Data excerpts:
+===+

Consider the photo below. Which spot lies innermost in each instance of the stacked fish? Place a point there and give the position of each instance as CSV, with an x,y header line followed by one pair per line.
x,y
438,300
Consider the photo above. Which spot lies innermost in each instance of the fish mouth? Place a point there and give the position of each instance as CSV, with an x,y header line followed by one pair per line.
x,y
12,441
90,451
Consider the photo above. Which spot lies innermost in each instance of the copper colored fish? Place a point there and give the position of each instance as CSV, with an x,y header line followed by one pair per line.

+===+

# Work required
Write out the data again in full. Match it exactly.

# Written solution
Consider the photo below. Which spot lies innermost in each instance of the stacked fish? Place a point there and give the position of each instance as CSV, with an x,y header line followed by one pair per line.
x,y
438,300
Consider the photo above. Which spot lies innermost in each instance of the fish mouth? Place a point there and give the position of each instance as CSV, with an x,y header line followed by one pair per line.
x,y
12,441
90,451
Consider the photo above. Which spot lies innermost in each instance of the copper colored fish? Place a point there and give the position of each instance as CSV, with an x,y header line followed by one pair per line.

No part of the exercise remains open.